Given request
Copy the material below verbatim, from the line containing "out the vase" up to and including its final line.

— BEGIN Records to process —

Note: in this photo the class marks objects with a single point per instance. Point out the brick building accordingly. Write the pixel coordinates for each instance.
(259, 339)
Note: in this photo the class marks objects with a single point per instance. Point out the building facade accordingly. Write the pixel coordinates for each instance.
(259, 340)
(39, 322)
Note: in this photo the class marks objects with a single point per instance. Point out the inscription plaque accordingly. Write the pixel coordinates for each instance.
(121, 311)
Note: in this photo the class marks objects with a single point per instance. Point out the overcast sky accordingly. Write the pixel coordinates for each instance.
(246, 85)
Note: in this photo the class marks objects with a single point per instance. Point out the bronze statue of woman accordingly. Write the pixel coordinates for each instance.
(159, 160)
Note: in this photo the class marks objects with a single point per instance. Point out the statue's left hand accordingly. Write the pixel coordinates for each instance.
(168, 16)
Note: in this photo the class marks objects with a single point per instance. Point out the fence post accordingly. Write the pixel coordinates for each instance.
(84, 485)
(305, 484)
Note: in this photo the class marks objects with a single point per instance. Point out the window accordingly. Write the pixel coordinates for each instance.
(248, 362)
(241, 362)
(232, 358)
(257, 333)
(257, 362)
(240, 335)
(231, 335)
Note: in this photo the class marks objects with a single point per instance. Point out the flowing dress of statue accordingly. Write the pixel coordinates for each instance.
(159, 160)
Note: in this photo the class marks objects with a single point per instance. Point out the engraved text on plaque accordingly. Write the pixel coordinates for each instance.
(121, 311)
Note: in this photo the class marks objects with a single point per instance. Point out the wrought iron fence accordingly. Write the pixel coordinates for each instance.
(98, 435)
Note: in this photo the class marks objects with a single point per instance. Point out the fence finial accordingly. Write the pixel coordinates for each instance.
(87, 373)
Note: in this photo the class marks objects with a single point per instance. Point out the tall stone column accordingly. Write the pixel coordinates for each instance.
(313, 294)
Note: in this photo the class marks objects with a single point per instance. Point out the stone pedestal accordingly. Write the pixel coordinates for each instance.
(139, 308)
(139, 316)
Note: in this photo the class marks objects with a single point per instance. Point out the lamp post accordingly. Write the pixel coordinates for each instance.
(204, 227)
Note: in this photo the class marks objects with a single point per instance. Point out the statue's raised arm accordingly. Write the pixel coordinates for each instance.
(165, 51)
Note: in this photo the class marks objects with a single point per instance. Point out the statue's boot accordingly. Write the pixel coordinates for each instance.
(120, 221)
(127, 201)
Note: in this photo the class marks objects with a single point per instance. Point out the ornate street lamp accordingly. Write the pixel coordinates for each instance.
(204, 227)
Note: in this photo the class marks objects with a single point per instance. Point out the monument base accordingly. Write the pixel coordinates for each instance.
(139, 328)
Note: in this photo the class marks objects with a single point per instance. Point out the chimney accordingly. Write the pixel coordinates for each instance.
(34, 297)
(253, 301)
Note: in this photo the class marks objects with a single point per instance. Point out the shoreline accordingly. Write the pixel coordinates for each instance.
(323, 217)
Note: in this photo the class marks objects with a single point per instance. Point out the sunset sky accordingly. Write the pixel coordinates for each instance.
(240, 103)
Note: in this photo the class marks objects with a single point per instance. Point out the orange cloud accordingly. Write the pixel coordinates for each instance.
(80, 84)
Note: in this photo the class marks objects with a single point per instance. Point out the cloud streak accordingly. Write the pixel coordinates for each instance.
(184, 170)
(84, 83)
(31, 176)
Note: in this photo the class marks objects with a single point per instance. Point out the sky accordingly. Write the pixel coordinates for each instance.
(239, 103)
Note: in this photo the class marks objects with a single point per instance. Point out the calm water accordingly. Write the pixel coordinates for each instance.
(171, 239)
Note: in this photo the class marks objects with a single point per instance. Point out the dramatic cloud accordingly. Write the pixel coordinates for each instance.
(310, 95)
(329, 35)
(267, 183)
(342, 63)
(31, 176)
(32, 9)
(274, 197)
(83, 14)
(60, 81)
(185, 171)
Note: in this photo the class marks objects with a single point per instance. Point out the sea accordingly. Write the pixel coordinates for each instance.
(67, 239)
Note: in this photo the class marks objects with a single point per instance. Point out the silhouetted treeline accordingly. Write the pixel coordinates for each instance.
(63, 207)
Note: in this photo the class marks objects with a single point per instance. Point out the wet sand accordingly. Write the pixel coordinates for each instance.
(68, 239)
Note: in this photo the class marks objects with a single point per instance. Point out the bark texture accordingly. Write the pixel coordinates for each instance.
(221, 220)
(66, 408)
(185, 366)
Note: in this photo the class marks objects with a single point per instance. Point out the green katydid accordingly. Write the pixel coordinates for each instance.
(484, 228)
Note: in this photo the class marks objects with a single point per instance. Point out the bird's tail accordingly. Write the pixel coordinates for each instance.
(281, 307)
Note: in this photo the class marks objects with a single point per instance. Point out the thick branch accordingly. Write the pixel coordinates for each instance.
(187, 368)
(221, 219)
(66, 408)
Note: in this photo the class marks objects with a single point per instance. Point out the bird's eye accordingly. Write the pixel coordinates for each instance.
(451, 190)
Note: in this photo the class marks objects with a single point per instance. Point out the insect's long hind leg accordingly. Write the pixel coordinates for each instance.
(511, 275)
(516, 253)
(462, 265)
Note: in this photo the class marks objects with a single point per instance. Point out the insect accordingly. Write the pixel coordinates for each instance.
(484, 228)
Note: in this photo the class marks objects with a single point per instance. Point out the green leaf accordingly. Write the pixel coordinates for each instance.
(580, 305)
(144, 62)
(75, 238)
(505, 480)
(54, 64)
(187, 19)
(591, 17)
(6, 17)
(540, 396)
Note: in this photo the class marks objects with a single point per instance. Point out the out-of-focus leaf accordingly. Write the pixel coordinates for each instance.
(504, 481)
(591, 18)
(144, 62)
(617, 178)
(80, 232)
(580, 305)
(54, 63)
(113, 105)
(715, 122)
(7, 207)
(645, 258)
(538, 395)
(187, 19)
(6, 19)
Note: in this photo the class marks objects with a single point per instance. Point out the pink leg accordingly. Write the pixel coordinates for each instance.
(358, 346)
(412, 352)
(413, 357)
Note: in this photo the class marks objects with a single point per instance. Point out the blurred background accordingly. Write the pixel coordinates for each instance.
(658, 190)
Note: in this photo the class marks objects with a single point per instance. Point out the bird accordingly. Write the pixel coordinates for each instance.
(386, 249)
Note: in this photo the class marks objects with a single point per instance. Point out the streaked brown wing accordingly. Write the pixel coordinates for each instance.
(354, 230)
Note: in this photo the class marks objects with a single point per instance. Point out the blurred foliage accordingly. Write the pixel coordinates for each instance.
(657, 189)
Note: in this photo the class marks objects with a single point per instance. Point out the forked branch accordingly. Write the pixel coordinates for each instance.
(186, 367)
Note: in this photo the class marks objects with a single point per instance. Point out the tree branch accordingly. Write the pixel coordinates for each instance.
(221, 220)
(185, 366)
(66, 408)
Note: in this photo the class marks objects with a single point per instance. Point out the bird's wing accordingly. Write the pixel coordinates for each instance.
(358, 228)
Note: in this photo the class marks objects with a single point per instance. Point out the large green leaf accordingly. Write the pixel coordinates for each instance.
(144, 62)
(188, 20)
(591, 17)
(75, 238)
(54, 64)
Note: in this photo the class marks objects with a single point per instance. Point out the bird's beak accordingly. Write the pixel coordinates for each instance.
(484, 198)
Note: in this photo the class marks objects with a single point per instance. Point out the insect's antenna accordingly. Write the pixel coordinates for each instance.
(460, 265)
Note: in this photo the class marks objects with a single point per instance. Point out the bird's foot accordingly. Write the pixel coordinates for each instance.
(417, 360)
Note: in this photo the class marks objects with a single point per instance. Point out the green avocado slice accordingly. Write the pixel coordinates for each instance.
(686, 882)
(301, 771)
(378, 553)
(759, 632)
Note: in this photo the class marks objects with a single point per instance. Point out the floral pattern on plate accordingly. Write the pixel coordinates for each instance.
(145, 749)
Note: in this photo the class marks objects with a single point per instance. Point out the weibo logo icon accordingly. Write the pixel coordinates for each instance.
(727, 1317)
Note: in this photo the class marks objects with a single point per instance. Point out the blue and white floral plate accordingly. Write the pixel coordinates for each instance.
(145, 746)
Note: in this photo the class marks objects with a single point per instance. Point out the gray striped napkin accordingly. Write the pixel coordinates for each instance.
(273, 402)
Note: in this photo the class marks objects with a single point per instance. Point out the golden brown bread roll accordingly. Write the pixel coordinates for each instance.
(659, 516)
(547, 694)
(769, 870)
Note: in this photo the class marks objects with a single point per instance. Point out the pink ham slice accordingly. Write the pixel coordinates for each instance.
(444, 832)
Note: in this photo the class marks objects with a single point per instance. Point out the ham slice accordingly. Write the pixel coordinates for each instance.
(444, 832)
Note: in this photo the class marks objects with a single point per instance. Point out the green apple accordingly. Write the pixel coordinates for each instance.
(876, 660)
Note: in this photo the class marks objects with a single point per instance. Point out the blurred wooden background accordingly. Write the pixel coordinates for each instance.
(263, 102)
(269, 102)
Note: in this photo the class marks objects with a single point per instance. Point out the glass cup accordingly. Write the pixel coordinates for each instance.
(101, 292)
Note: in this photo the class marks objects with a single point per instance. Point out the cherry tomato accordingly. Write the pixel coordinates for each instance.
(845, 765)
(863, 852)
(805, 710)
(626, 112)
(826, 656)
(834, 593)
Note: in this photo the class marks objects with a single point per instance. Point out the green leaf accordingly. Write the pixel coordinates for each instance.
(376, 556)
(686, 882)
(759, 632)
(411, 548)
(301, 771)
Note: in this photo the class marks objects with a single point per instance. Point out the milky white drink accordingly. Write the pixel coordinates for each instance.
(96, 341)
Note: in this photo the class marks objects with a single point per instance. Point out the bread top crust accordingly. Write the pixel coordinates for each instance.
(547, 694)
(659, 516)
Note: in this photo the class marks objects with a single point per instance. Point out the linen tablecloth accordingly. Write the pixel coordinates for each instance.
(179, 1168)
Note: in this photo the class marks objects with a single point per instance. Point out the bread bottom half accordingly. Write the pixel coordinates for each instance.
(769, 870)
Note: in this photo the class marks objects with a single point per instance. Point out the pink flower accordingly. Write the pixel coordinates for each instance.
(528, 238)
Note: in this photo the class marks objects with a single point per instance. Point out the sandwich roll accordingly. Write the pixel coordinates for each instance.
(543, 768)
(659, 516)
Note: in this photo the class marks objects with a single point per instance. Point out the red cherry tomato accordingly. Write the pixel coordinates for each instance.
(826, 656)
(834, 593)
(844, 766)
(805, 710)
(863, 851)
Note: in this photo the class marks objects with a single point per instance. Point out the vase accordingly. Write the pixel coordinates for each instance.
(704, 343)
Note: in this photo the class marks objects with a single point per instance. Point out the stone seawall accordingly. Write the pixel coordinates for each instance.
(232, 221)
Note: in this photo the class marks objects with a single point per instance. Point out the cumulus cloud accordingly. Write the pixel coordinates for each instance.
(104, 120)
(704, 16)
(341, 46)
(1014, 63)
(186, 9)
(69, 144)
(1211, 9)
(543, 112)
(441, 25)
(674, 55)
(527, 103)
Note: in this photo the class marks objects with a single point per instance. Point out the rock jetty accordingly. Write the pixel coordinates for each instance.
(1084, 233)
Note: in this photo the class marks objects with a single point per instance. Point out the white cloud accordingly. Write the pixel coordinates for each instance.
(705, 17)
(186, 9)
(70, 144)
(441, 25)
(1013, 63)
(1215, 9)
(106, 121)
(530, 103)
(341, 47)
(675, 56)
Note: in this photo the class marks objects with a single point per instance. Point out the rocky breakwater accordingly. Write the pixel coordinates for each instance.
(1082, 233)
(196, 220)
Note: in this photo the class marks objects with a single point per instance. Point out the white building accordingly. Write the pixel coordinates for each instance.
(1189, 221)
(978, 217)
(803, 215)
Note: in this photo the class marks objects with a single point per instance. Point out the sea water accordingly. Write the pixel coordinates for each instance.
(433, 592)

— END Records to process —

Solved exercise
Note: in this photo the class marks objects with a single point per instance. Point out the vase accordingly. Write the pixel coordinates for each instance.
(704, 343)
Note: in this photo the class marks objects with a single point per instance. Point out the stone seawall accordingly. Write the pixel coordinates for each instance.
(232, 221)
Note: in this photo the class marks objects with a single point per instance. Point out the cumulus cloud accordingly. Write the pixel coordinates for each instance.
(104, 120)
(704, 16)
(341, 46)
(1014, 63)
(186, 9)
(69, 144)
(1211, 9)
(543, 112)
(441, 25)
(674, 55)
(527, 103)
Note: in this photo the class marks objects with a single point per instance. Point out the rock jetty accordingly. Write the pixel coordinates for each instance.
(1084, 233)
Note: in this photo the class marks objects with a single point per instance. Point out the white cloud accordingly. Write the pixel coordinates for each instance.
(705, 17)
(186, 9)
(70, 144)
(441, 25)
(1013, 63)
(1215, 9)
(106, 121)
(530, 103)
(341, 47)
(675, 56)
Note: in this photo the class marks objects with a single point per instance. Point out the rocky breakwater accordingly. Write the pixel coordinates for each instance.
(1082, 233)
(196, 220)
Note: in this photo the class marks objects with a single point per instance. Point out the white building accordingly. Write the pixel coordinates for each instance.
(1189, 221)
(978, 217)
(803, 215)
Note: in this photo the class marks objects with a single point per instance. Point out the sea water accordingly. Write the pixel coordinates for each instance.
(433, 592)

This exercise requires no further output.